* **QUOTED PASSAGE**:
————

Since OpenCL 2.0, the OpenCL C device programming language includes a set of work-group parallel reduction and scan built-in functions. These functions allow developers to execute local reductions and scans for the most common operations (addition, minimum and maximum), and allow vendors to implement them very efficiently using hardware intrinsics that are not normally exposed in OpenCL C.

In this article I aim at challenging the idea that exposing such high-level functions, but not the lower-level intrinsics on which their efficient implementation might rely, results in lower flexibility and less efficient OpenCL programs, and is ultimately detrimental to the quality of the standard itself.

While the arguments I will propose will be focused specifically on the parallel reduction and scans offered by OpenCL C since OpenCL 2.0, the fundamental idea applies in a much more general context: it is more important for a language or library to provide the building blocks on which to build certain high-level features than to expose the high-level features themselves (hiding the underlying building blocks).

For example, the same kind of argument would apply to a language or library that aimed at providing support for Interval Analysis (IA). A fundamental computational aspect which is required for proper IA support is directed rounding: just exposing directed rounding would be enough to allow efficient (custom) implementations of IA, and also allow other numerical feats (as discussed here); conversely, while it's possible to provide support for IA without exposing the underlying required directed rounding features, doing so results in an inefficient, inflexible standard1.

The case against high-level reduction operations

To clarify, I'm not actually against the presence of high-level reduction and scan functions in OpenCL. They are definitely a very practical and useful set of functions, with the potential of very efficient implementations by vendors —in fact, more efficient than any programmer may achieve, not just because they can be tuned (by the vendor) for the specific hardware, but also because they can in fact be implemented making use of hardware capabilities that are not exposed in the standard nor via extensions.

————

* **LISTED ENTRIES**:
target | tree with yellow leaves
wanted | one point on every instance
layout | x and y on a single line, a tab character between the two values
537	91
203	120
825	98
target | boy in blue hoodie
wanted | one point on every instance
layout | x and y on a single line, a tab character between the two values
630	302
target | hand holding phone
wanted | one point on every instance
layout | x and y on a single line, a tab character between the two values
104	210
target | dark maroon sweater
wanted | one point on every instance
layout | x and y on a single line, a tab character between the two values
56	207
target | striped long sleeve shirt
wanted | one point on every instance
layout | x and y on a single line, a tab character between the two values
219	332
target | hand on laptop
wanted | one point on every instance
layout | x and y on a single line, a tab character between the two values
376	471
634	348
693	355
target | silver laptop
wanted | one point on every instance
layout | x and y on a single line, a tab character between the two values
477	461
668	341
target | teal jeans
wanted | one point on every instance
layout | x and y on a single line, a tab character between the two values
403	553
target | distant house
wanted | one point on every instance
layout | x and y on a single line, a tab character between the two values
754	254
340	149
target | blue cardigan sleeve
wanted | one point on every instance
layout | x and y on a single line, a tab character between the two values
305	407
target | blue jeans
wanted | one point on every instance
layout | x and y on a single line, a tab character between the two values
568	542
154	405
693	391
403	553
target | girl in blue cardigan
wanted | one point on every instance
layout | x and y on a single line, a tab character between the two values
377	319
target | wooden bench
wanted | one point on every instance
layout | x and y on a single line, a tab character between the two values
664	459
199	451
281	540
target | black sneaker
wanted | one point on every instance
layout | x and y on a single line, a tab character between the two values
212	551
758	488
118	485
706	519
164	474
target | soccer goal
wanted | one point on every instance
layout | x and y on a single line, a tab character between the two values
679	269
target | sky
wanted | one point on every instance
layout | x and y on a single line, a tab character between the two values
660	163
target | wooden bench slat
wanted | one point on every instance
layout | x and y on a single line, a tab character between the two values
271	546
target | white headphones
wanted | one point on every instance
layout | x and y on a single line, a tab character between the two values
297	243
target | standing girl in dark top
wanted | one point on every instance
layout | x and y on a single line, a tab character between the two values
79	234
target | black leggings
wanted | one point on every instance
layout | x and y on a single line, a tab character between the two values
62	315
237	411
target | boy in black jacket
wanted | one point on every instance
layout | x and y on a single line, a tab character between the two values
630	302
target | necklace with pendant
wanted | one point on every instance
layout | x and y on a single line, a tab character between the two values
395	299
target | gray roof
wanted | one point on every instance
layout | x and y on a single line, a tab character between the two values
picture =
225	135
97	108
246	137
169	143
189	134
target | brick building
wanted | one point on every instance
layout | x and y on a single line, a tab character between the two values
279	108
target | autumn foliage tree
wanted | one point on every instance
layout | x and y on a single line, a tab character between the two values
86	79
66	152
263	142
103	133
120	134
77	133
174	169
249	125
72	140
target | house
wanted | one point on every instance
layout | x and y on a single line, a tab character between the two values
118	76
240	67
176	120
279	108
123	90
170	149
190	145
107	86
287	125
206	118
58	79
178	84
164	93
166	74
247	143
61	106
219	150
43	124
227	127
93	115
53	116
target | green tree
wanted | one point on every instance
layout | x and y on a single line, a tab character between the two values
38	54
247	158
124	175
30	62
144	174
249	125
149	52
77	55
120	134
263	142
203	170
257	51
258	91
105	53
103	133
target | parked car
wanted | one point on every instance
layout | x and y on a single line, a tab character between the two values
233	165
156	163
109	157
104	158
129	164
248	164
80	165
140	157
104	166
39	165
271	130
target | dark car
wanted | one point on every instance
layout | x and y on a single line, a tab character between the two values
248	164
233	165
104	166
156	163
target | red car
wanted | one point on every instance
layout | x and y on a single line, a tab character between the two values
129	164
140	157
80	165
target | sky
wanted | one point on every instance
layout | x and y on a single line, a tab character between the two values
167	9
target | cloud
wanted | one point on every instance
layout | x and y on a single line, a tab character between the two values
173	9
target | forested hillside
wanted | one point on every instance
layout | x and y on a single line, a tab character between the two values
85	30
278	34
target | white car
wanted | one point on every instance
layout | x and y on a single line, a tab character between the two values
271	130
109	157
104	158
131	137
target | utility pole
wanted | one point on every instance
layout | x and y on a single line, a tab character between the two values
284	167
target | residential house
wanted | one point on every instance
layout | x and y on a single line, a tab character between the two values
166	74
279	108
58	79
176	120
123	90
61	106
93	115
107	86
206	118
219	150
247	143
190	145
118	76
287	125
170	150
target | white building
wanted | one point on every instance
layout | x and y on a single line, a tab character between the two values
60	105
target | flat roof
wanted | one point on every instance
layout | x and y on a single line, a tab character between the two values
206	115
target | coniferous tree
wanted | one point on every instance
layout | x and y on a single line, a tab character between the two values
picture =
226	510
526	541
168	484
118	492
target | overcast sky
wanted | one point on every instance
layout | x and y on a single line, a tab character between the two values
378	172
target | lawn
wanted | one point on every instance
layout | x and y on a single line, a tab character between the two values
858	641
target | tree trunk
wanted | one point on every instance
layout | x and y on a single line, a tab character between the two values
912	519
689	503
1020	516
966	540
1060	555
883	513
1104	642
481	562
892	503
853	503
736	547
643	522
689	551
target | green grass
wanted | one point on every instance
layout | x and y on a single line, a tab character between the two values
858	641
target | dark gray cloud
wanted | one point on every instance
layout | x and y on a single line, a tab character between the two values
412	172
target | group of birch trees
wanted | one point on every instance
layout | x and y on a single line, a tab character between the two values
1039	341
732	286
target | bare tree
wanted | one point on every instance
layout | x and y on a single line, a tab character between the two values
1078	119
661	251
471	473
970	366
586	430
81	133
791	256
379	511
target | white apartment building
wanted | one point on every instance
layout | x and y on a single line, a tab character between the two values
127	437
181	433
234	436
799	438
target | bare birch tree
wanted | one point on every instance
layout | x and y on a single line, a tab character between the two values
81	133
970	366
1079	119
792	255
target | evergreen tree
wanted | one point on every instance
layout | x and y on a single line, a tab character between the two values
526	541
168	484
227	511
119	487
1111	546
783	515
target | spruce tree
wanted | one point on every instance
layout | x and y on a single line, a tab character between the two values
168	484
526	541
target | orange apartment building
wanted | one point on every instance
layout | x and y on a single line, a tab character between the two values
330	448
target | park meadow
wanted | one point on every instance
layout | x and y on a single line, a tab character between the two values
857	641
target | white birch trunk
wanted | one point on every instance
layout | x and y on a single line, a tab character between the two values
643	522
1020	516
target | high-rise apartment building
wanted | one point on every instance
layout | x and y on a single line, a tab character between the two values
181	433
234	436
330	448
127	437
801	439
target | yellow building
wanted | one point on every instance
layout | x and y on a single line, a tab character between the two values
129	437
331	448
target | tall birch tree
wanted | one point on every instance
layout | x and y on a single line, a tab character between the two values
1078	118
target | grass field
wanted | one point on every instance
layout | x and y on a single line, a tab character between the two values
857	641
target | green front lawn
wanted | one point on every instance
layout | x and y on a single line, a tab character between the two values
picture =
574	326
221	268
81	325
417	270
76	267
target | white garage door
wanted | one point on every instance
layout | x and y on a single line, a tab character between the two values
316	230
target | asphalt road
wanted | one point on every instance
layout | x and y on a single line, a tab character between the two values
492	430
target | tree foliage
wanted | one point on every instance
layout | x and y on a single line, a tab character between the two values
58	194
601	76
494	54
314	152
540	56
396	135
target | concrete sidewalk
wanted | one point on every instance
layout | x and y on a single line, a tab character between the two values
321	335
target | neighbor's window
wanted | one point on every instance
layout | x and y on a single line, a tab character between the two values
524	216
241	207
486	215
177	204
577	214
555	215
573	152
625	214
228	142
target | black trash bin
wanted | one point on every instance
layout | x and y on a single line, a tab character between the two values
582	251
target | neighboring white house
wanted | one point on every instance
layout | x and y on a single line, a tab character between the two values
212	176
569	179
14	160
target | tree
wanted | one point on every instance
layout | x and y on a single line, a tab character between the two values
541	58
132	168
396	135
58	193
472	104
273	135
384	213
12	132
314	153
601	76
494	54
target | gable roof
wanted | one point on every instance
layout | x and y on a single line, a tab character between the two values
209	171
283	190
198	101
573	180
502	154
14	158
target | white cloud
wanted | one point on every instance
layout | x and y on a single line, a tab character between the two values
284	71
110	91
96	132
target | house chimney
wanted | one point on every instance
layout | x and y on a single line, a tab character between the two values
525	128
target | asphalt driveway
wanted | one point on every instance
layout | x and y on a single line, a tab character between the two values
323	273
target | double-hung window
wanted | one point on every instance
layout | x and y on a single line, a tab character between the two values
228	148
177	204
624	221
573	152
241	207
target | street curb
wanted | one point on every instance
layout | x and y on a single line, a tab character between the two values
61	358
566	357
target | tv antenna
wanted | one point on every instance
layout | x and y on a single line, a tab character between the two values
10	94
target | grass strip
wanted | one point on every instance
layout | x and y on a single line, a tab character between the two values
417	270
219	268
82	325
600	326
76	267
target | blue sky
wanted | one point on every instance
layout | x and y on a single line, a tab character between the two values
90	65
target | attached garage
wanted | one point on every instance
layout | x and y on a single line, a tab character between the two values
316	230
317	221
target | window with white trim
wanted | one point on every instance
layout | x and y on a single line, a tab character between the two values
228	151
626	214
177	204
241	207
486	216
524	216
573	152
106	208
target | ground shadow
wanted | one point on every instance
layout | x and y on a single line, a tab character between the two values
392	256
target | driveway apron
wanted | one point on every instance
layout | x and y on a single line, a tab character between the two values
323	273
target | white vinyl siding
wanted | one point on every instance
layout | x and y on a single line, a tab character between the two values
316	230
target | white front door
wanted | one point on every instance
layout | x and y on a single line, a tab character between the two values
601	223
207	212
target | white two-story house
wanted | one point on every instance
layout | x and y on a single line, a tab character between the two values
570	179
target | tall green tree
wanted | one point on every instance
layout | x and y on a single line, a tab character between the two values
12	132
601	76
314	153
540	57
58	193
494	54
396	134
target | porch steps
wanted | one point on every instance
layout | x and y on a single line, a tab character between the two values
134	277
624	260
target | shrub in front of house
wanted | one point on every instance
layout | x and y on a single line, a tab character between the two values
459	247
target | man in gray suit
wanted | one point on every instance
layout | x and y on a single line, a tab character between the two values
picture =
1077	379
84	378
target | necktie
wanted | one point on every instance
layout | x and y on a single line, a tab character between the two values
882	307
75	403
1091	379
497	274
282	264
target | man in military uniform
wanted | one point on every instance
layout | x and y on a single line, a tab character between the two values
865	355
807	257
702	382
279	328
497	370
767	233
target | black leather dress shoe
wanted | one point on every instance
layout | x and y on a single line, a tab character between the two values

————

* **PROBLEM TO SOLVE**: Rewrite the portion of the OpenCL reduction article that begins at the words "While the arguments" and ends after "underlying building blocks).", changing "high-level features" to "advanced features".

* **EXERCISE SOLUTION**:
While the arguments I will propose will be focused specifically on the parallel reduction and scans offered by OpenCL C since OpenCL 2.0, the fundamental idea applies in a much more general context: it is more important for a language or library to provide the building blocks on which to build certain advanced features than to expose the advanced features themselves (hiding the underlying building blocks).